- Kutipan Teks:
○ ○ ○

Optimalisasi Partisipasi Mahasiswa dalam Struktur MWA : Dialektika Representasi dan Dinamika Pengawasan Demokratis

Share it

Kononnya begini!!! Pendidikan menjadi cerminan kewibawaan sebuah negara. Pendidikan yang berkualitas dalam sebuah negara, akan diikuti dengan lahirnya generasi-generasi yang cerdas serta ahli dibidang kompetennya masing-masing. Pendidikan menjadi sektor pondasi pembangunan bangsa dan negara, sebab pendidikan akan berupaya semaksimal mungkin dalam menciptakan sumber daya manusia yang cerdas dan berkualitas. Pendidikan menjadi tolak ukur keberhasilan suatu negara dalam mendidik dan mencerdaskan generasinya. Melalui generasi-generasi ini, kondisi bangsa akan mengalami perubahan tiap harinya sebagai bentuk perbaikan/koreksi dari masa-masa sebelumnya.

Namun, mirisnya semua capaian diatas ternyata hanya menjadi harapan orang-orang yang memiliki kekuasaan lebih, orang-orang yang mengatur kebijakan, orang-orang yang memiliki kemampuan untuk menjalankan sistem dengan kemasan menarik yang ia suguhkan. Sangat menarik, tapi sungguh mengenaskan. Sistem pendidikan kita hari ini tampaknya jauh dari semangat yang diamanatkan dalam alinea ke-4 Pembukaan UUD 1945, yang seharusnya mencerdaskan kehidupan bangsa dan menciptakan keadilan sosial bagi seluruh rakyat Indonesia, justru menjadi wadah pengumpulan biaya hidup sebanyak-banyaknya. Alhasil kampus menjadi lahan bisnis yang sangat subur untuk mengeruk kekayaan bagi para kapitalis. Terlebih saat kampus diberikan kewenangannya untuk mengatur dan mengelola kampusnya melalui hak otonom yang ia miliki sebagai Perguruan Tinggi Negeri Berbadan Hukum. Segala bentuk kebijakan yang hadir hanya terlihat seperti upaya pemerintah untuk mengklaim keberhasilan pendidikan, sementara masalah mendasar dalam sistem pendidikan masih terabaikan, bahkan timbulnya masalah-masalah baru di lingkup kampus.

○ ○ ○

- Data:
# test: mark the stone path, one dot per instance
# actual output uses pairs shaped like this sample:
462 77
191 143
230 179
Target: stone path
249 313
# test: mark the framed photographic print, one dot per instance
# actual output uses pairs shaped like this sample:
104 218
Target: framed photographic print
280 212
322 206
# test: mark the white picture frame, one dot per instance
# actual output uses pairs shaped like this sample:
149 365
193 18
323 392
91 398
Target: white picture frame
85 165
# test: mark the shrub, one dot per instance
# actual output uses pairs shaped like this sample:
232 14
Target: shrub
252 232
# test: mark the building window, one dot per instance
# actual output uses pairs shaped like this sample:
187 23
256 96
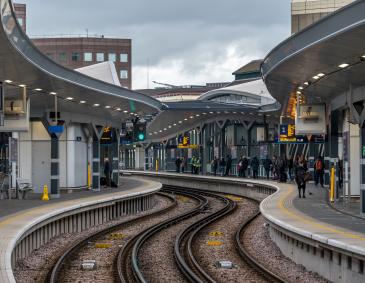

○ ○ ○

- Tugas 1: Terjemahkan kalimat ini dari kutipan tentang pendidikan ke dalam bahasa Inggris: "Pendidikan menjadi tolak ukur keberhasilan suatu negara dalam mendidik dan mencerdaskan generasinya."
- Tugas 2: Menurut kutipan tentang pendidikan, kampus mendapat kewenangan mengatur dan mengelola dirinya melalui hak otonom dengan status apa?
- Tugas 3: Ambil tanpa perubahan bagian kutipan tentang pendidikan yang dibuka dengan kata-kata yang memuat "Kononnya begini!!! Pendidikan" dan ditutup dengan "dari masa-masa sebelumnya.".

- Hasil Tugas 1: Education is the benchmark of a country's success in educating and enlightening its generation.

- Hasil Tugas 2: Sebagai Perguruan Tinggi Negeri Berbadan Hukum.

- Hasil Tugas 3:
Kononnya begini!!! Pendidikan menjadi cerminan kewibawaan sebuah negara. Pendidikan yang berkualitas dalam sebuah negara, akan diikuti dengan lahirnya generasi-generasi yang cerdas serta ahli dibidang kompetennya masing-masing. Pendidikan menjadi sektor pondasi pembangunan bangsa dan negara, sebab pendidikan akan berupaya semaksimal mungkin dalam menciptakan sumber daya manusia yang cerdas dan berkualitas. Pendidikan menjadi tolak ukur keberhasilan suatu negara dalam mendidik dan mencerdaskan generasinya. Melalui generasi-generasi ini, kondisi bangsa akan mengalami perubahan tiap harinya sebagai bentuk perbaikan/koreksi dari masa-masa sebelumnya.